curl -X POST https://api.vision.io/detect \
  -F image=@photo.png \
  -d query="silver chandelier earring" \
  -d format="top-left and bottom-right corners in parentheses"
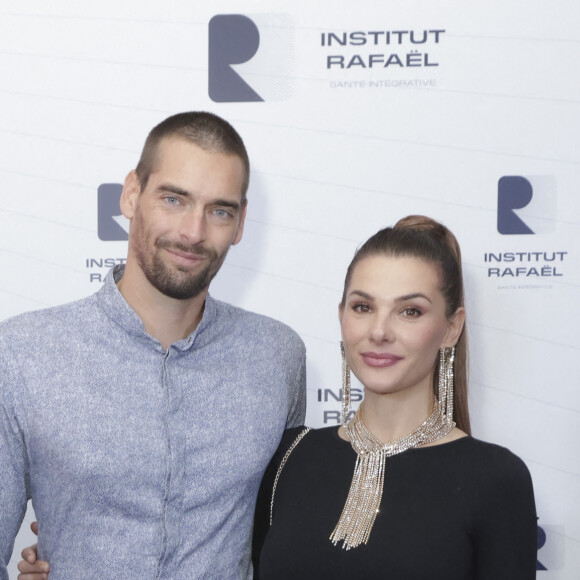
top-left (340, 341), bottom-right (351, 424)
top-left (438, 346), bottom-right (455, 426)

REQUIRED ACTION -
Leaving out the pictures, output each line above exactly as it is.

RESPONSE AREA -
curl -X POST https://api.vision.io/detect \
  -F image=@photo.png \
  -d query="silver chandelier earring" \
  -d format="top-left and bottom-right corners in parentheses"
top-left (340, 341), bottom-right (351, 424)
top-left (438, 346), bottom-right (455, 426)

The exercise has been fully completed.